====== EXTRAIT PRÉSENTÉ

Le conflit syrien est vécu de manière personnelle par beaucoup de Libanais. Les liens entre les deux pays sont nombreux, qu’ils soient familiaux ou commerciaux. La plupart des acteurs économiques sont affectés par les tensions et le secteur bancaire n’est pas épargné : sept banques libanaises opèrent actuellement en Syrie à travers des établissements affiliés. À l’instar du reste des entreprises du pays, elles souffrent du fort ralentissement de l’activité économique et des violences qui secouent le pays.

En dépit de cette mauvaise passe, aucune des banques n’a pour l’instant émis le souhait d’arrêter ses activités. « Nous ne touchons pas aux moyens déployés, explique Freddie Baz, conseiller stratégique de la Bank Audi. Le pays reste à très forte valeur ajoutée avec une importante main-d’œuvre et des ressources naturelles. Nous réduisons juste l’exposition en attendant que la situation politique se stabilise. » Même son de cloche chez les concurrents, qui s’accordent tous pour conserver leurs structures en attendant des jours meilleurs. Stratégie de survie, mise en veille, gestion de crise, gel du développement : tous, selon leur taille et leur niveau d’exposition, adaptent leurs décisions au cours des événements. La première mesure prise par les banques pour se protéger du risque a été de réduire drastiquement leur exposition aux acteurs économiques syriens, et cela dès le début des tensions.

Une contraction de l’activité

Les résultats financiers publiés fin juin 2012 illustrent ce retrait des banques et la mauvaise passe qu’elles traversent. « Nous avons divisé par deux notre bilan depuis le début du conflit », explique Riad Obegi, président du conseil de la BEMO Saudi Fransi. Et la dévaluation de la monnaie syrienne n’arrange rien. Le total des actifs des sept établissements atteint les 333,5 milliards de livres syriennes, soit 5,2 milliards de dollars. Si l’évolution n’est pas négative et représente même une croissance de 2,8 % depuis la fin 2011, elle est loin des hausses à deux chiffres qui caractérisaient l’activité avant les événements. La forte hausse des actifs de la Syria Gulf Bank à 46,5 % (soit une augmentation de 10,4 milliards de livres syriennes) explique cette performance positive du secteur. La BEMO Saudi Fransi, la Byblos Bank Syria et la Fransabank Syria ont également contribué à ce résultat avec une augmentation de leurs actifs. En revanche, la Bank Audi Syria a affiché une chute de 10,4 %, la Bank of Syria & Overseas une baisse de 9,2 % et la Bank al-Sharq un retrait de 13 %.

============

■ CONSIGNE ÉCRITE
Répondez aux questions suivantes à l'aide de l'extrait sur les banques libanaises en Syrie.
(a) Combien de banques libanaises opèrent actuellement en Syrie ?
(b) Quelle fonction Freddie Baz occupe-t-il à la Bank Audi ?
(c) De quel pourcentage les actifs de la Bank al-Sharq ont-ils reculé ?

====== ENTRÉES FOURNIES

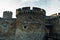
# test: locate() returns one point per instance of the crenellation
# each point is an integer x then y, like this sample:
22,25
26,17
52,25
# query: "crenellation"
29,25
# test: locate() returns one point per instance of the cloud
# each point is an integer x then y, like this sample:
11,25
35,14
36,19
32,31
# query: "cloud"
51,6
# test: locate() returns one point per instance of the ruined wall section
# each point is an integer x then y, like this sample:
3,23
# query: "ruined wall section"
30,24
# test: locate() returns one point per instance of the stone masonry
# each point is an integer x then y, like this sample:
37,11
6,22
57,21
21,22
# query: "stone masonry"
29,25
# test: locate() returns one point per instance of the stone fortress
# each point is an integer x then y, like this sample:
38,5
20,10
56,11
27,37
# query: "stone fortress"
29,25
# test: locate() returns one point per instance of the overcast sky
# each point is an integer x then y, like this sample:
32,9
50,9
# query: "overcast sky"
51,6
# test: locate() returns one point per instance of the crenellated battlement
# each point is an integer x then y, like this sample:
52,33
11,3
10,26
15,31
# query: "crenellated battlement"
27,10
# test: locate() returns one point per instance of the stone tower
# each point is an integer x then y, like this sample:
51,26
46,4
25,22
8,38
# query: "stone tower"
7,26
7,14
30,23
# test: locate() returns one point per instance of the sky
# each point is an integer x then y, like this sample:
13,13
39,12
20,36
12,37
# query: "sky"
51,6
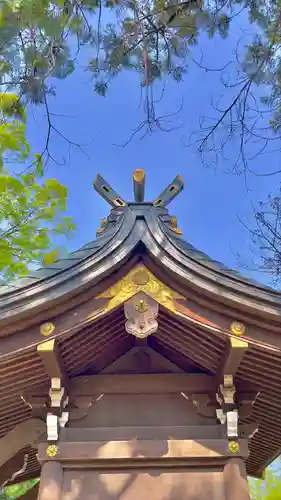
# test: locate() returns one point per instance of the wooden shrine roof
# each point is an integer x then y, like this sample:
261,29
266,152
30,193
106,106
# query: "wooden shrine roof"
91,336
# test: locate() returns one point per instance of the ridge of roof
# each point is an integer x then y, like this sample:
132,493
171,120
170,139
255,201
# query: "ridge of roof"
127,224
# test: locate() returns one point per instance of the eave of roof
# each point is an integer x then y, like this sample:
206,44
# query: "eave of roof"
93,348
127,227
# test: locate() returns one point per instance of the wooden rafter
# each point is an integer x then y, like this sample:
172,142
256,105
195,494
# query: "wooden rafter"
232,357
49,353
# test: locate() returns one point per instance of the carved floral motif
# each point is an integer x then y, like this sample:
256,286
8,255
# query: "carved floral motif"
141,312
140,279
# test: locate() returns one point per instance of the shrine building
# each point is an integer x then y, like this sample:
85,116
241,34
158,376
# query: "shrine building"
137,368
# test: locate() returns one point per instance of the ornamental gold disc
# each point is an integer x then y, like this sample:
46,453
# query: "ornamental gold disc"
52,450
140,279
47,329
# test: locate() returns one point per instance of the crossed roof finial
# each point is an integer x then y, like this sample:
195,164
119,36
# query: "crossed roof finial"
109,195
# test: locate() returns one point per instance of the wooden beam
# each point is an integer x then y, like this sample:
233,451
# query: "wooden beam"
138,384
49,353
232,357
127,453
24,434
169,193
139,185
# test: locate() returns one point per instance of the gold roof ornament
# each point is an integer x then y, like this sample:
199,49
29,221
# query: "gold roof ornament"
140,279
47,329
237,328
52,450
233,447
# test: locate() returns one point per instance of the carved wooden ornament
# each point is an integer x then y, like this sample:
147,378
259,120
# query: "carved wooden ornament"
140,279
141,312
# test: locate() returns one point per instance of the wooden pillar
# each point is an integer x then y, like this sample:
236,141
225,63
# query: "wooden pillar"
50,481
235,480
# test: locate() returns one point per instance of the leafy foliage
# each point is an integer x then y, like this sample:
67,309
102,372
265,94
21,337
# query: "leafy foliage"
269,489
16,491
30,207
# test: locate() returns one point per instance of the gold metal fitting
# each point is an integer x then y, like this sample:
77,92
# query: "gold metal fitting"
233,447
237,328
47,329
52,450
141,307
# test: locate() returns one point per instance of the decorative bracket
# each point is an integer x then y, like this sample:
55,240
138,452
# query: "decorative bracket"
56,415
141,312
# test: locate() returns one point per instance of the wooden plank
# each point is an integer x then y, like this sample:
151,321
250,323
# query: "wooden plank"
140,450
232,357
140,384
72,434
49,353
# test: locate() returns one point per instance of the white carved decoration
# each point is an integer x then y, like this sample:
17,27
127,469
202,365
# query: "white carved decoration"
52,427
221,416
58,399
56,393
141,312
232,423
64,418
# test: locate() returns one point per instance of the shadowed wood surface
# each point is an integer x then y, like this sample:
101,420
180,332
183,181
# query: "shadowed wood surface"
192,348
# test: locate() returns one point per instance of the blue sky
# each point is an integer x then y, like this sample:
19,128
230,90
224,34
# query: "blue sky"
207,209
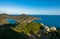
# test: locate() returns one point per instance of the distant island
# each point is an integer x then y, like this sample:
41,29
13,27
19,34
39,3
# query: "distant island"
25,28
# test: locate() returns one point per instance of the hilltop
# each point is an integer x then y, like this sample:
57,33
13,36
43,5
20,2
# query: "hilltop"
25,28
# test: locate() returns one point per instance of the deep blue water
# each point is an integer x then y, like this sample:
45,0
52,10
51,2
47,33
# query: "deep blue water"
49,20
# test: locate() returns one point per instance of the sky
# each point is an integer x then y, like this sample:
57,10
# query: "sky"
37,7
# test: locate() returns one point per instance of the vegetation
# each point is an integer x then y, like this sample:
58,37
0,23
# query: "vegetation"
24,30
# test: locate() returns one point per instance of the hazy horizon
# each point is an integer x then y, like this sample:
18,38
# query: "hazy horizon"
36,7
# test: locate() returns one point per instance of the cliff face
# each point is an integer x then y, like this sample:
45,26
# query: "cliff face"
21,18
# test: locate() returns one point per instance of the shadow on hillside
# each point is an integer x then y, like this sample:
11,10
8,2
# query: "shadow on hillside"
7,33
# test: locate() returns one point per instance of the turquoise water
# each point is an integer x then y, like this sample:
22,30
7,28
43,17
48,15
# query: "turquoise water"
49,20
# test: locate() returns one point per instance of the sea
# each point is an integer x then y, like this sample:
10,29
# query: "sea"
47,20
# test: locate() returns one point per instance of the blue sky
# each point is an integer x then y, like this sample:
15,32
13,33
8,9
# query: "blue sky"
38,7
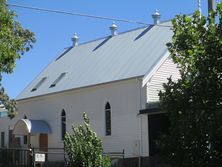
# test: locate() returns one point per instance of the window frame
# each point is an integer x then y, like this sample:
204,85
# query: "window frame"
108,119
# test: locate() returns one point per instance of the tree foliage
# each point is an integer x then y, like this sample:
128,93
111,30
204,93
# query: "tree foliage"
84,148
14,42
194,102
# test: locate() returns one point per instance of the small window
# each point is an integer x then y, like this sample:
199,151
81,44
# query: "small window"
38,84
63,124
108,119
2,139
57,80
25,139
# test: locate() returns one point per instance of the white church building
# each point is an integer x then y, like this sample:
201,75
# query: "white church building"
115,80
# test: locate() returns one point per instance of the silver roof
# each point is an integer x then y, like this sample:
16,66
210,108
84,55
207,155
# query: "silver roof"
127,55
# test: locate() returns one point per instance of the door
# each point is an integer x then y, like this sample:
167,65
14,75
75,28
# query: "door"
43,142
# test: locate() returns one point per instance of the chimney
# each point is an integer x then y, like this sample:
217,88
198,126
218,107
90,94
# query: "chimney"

============

■ RÉPONSE ATTENDUE
(a) Sept.
(b) Conseiller stratégique.
(c) 13 %.